Annotated coordinate records
# # # #
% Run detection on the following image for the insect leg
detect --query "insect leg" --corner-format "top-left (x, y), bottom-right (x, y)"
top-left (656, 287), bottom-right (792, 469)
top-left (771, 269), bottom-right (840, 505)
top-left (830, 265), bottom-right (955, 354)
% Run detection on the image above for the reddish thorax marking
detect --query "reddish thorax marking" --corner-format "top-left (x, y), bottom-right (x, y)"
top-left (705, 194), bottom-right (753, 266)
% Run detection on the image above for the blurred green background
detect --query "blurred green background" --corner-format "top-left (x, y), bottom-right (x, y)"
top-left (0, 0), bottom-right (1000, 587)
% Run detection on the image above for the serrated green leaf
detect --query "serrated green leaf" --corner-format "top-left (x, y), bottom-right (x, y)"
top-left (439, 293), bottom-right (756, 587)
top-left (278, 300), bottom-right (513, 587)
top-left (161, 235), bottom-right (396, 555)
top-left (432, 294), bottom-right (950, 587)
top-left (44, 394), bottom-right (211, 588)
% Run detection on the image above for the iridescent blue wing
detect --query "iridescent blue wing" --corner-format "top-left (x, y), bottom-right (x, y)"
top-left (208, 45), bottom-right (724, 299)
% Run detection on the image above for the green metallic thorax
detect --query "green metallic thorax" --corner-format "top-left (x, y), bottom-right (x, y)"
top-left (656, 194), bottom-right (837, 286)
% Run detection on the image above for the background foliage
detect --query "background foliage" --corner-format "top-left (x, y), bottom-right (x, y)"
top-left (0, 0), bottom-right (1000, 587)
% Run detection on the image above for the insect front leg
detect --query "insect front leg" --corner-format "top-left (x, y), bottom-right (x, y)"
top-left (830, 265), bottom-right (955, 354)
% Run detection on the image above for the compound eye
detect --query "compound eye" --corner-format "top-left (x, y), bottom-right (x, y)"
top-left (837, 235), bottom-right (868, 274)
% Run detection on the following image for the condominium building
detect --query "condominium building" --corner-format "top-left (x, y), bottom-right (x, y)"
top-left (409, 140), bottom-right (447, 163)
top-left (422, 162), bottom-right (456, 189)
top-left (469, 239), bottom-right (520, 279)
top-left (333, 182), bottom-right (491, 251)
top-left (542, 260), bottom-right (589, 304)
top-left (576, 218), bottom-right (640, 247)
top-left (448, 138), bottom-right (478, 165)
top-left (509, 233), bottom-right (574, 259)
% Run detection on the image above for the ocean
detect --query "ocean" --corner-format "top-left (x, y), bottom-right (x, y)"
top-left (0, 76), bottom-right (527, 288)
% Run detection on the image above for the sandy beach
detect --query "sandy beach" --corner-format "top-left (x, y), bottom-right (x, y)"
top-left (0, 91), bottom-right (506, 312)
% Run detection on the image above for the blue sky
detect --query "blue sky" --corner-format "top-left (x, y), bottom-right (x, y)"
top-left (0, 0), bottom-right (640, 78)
# # # #
Problem description - Echo the lines of the listing verbatim, starting with the line that contains "the sandy beach" and going on through the end of the listing.

Complete output -
% Run detection on the image above for the sandy beach
detect --query "sandy beach" --corner-format "top-left (x, y), bottom-right (x, y)"
top-left (0, 91), bottom-right (506, 312)
% Run detection on the image above for the blue sky
detect --query "blue sky" --corner-format "top-left (x, y), bottom-right (x, y)"
top-left (0, 0), bottom-right (640, 78)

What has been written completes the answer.